**Task prompt**.
Write out the listing exactly as it is given.

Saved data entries
────

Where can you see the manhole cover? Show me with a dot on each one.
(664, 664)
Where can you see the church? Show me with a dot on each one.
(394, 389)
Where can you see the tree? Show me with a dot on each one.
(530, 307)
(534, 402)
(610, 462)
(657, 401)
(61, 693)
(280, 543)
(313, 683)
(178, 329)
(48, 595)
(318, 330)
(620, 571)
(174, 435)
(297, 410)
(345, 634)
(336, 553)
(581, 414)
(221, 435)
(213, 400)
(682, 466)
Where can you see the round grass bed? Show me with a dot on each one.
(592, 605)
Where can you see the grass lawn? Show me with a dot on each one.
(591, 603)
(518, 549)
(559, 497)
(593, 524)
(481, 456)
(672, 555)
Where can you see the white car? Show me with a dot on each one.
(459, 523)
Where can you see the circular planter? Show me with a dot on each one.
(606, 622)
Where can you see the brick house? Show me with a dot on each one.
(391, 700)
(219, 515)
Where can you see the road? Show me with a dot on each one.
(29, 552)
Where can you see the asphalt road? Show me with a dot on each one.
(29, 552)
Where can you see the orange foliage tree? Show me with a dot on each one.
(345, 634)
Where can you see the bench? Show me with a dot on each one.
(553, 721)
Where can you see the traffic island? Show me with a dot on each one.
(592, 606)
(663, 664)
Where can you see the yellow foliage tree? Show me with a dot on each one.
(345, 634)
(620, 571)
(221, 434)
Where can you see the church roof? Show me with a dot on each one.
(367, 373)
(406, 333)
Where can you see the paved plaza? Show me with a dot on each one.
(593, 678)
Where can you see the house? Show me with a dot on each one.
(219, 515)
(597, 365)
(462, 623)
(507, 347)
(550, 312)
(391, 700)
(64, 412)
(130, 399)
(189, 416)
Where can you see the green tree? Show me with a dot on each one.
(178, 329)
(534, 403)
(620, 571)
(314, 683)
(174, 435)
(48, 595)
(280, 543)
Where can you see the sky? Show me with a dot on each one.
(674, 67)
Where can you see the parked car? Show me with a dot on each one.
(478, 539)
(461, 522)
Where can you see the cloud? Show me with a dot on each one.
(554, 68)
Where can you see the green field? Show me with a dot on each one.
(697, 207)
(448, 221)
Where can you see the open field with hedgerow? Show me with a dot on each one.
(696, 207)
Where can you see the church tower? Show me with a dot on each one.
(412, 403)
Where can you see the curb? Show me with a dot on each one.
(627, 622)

────

**Output**.
Where can you see the manhole cover? Show me with a dot on each one.
(664, 664)
Where can you see the church? Show me with a dot on each one.
(394, 389)
Where can you see the tree? Show me with a dot on each one.
(530, 307)
(534, 402)
(610, 462)
(657, 401)
(61, 693)
(280, 543)
(313, 683)
(178, 329)
(48, 595)
(318, 330)
(620, 571)
(174, 435)
(297, 410)
(345, 634)
(336, 553)
(581, 414)
(221, 435)
(213, 400)
(682, 466)
Where can you see the round grass bed? Show me with a dot on each one.
(592, 605)
Where can you see the grass lawn? Show me with a dot on each one.
(591, 603)
(518, 549)
(559, 497)
(593, 524)
(481, 456)
(672, 555)
Where can you see the white car? Show me with a dot on each one.
(459, 523)
Where can you see the circular planter? Show me with a dot on each one.
(606, 622)
Where can you see the brick house? Show me with a dot on each one.
(391, 700)
(219, 515)
Where can you see the road? Show me with a dot on each one.
(29, 552)
Where can you see the asphalt road? Show me with a dot on each one.
(29, 552)
Where can you see the orange foliage tree? Show me with a dot on each one.
(345, 634)
Where can you see the bench? Show me with a dot on each one.
(553, 721)
Where can you see the traffic island? Show me with a dot on each one.
(592, 606)
(663, 664)
Where can you see the yellow foliage tree? Show me with a dot on each one.
(345, 634)
(620, 571)
(221, 434)
Where can you see the church roof? Show me with a dot on each one.
(367, 373)
(406, 333)
Where can you see the paved plaza? Show me with a dot on each one.
(593, 678)
Where can you see the house? Show me with a dot on each one.
(219, 515)
(597, 365)
(462, 623)
(507, 347)
(550, 312)
(391, 700)
(64, 412)
(130, 399)
(189, 416)
Where can you see the green tree? Show me with a dot on each one.
(178, 329)
(534, 403)
(620, 571)
(314, 683)
(174, 435)
(48, 595)
(280, 543)
Where can you see the sky? Show me with a dot on each one.
(674, 67)
Where can you see the parked car? Show me with a dot on each one.
(478, 539)
(461, 522)
Where can you see the cloud? Show me with a dot on each one.
(554, 68)
Where can you see the green field? Show me with a dot on each one.
(697, 207)
(448, 221)
Where can you see the open field with hedgerow? Show me with a dot on each one.
(696, 207)
Where can you see the church tower? Show me with a dot on each one.
(412, 403)
Where can you see the curb? Show me with a dot on each one.
(627, 622)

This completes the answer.